Impact of MSCs Differentiating Towards Adipocytes on Endothelial Gene Expression
Juliane Czeczor (BSc Applied Biology)
Diabetes type 2 is the predominantly occurring form of diabetes with an increasing prevalence. A typical sequel is atherosclerosis subsequently followed by stenosis, stroke, and heart attack causing about half of the deaths of adults over age 60 in industrialized countries and being the main cause of death of diabetes type 2 patients.
Atherosclerosis evolves due to fatty degeneration and calcification of arteries. This leads to plaque formation that represents a potential risk for the blood circulation by occlusion, narrowing of arteries and eventually the rupture of the vessel.
A major factor contributing to atherosclerosis is the developing adipositas.
In this research project we will investigate the effect of the co-cultivation of human mesenchymal stem cells (hMSC) differentiating and differentiated to adipocytes, on endothelial cells of various organisms. To do so, parameters such as adhesion molecules, glucose transporter molecules (GLUT), second messengers, matrix metalloproteinases, and the activation of PPARγ will be elucidated on mRNA and protein level.

----

• **HOW TO COMPLETE THIS TASK**
Rewrite the project summary starting at "Impact of MSCs" and ending at "type 2 patients.", switching "heart attack" to "myocardial infarction".

----

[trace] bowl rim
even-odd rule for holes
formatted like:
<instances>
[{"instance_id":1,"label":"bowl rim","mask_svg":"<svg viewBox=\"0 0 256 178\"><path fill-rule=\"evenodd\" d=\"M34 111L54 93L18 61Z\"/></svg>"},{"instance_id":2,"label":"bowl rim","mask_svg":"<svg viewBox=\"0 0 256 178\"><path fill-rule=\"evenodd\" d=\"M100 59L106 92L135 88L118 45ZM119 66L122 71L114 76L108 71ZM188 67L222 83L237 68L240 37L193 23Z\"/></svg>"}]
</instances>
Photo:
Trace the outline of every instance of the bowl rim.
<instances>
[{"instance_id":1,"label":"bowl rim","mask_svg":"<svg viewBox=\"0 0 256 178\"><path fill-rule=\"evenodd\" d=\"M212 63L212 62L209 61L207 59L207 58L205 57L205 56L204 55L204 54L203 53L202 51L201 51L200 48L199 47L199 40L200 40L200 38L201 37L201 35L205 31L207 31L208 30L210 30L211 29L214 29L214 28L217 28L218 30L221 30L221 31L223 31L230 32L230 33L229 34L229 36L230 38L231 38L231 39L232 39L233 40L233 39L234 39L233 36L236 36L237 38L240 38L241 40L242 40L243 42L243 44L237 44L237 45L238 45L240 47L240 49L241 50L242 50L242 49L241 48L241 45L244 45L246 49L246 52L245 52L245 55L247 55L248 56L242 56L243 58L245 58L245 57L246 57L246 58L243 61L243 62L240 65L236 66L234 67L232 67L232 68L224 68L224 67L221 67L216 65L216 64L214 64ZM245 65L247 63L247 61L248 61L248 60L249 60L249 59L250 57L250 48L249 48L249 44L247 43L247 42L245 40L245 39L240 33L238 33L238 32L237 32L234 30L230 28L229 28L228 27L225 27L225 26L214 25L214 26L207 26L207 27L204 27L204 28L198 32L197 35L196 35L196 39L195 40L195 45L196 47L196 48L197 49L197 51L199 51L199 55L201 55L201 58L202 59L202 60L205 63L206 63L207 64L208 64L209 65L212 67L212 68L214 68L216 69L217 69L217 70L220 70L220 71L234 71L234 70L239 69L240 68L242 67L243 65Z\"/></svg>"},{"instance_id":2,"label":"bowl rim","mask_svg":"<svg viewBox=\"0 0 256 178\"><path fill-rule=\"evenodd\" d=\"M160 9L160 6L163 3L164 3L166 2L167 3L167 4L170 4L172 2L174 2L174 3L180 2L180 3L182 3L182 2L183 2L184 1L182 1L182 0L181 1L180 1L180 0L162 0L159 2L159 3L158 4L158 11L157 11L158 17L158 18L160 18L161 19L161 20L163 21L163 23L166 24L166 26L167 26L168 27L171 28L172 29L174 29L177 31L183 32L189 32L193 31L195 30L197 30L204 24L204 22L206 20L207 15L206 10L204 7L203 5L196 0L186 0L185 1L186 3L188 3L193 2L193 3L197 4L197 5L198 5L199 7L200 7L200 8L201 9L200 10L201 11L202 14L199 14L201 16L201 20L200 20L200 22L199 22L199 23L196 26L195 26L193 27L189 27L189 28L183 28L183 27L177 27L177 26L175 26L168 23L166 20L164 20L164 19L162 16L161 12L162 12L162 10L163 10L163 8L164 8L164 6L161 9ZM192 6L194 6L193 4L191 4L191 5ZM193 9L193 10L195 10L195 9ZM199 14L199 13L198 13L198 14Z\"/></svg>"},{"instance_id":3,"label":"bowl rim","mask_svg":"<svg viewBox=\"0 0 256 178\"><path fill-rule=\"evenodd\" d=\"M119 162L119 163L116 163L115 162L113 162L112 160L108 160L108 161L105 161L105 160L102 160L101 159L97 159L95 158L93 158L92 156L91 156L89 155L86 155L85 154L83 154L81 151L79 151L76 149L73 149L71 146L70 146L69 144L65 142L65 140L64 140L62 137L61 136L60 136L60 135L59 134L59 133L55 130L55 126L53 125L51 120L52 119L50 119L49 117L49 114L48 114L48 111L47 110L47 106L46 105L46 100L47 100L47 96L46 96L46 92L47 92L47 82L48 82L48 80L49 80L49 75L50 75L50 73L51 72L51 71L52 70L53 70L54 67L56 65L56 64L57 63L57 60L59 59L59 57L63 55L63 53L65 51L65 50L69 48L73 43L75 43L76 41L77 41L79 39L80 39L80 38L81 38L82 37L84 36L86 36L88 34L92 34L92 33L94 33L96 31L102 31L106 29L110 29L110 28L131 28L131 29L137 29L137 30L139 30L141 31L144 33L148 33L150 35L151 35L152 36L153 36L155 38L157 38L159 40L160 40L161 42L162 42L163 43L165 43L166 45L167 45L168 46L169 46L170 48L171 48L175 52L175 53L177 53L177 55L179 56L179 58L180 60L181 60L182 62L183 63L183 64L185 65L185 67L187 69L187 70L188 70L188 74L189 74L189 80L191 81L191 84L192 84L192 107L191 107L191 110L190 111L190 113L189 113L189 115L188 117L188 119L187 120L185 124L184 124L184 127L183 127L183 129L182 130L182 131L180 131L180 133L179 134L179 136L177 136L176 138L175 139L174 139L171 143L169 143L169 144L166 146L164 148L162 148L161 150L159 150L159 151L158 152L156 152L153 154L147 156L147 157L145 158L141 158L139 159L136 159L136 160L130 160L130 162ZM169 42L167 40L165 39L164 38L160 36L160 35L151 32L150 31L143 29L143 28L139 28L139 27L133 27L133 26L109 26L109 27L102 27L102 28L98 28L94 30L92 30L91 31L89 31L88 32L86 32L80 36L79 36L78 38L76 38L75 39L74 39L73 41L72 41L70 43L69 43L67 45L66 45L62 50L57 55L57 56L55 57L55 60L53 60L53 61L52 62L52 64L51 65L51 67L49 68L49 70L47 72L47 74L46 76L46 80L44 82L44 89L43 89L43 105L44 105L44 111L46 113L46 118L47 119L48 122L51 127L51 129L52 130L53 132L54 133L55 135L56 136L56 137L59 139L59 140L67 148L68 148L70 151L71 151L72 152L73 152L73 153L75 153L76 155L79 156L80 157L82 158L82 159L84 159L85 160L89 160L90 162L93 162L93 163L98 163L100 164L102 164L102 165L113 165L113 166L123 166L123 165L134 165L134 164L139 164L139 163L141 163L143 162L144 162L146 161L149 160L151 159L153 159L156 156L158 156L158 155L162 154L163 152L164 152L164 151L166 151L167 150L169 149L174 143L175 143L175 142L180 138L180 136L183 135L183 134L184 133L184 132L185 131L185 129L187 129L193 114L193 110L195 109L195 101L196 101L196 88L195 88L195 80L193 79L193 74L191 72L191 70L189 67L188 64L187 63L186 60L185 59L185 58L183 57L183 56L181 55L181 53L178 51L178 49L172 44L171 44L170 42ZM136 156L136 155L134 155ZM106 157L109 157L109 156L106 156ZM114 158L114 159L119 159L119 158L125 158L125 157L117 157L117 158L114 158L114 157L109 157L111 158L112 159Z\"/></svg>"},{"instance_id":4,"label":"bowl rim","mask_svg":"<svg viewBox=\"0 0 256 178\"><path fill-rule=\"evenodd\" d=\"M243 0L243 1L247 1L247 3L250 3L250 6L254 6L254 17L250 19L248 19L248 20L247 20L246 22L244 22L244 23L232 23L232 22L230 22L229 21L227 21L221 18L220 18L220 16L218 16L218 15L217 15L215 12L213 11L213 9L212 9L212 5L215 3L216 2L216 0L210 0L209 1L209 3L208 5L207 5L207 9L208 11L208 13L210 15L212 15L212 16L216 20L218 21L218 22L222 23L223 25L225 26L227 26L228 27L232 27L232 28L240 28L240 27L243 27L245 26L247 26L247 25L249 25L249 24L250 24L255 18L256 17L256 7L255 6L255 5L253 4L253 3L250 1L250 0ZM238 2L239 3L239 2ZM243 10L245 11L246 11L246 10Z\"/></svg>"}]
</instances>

----

• **WORKED SOLUTION**
Impact of MSCs Differentiating Towards Adipocytes on Endothelial Gene Expression
Juliane Czeczor (BSc Applied Biology)
Diabetes type 2 is the predominantly occurring form of diabetes with an increasing prevalence. A typical sequel is atherosclerosis subsequently followed by stenosis, stroke, and myocardial infarction causing about half of the deaths of adults over age 60 in industrialized countries and being the main cause of death of diabetes type 2 patients.